◆ What the exercise asks:
Turn every line of the items below into a Markdown table with two columns, No. for the row number and Text for the line. Leave out any blank lines.

◆ Input records:

◆ ◆ ◆ ◆ ◆ ◆ ◆

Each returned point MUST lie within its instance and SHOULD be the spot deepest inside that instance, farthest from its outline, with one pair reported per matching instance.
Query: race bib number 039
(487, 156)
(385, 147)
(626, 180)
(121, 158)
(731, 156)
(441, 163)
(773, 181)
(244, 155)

◆ ◆ ◆ ◆ ◆ ◆ ◆

◆ Result:
| No. | Text |
|---|---|
| 1 | Each returned point MUST lie within its instance and SHOULD be the spot deepest inside that instance, farthest from its outline, with one pair reported per matching instance. |
| 2 | Query: race bib number 039 |
| 3 | (487, 156) |
| 4 | (385, 147) |
| 5 | (626, 180) |
| 6 | (121, 158) |
| 7 | (731, 156) |
| 8 | (441, 163) |
| 9 | (773, 181) |
| 10 | (244, 155) |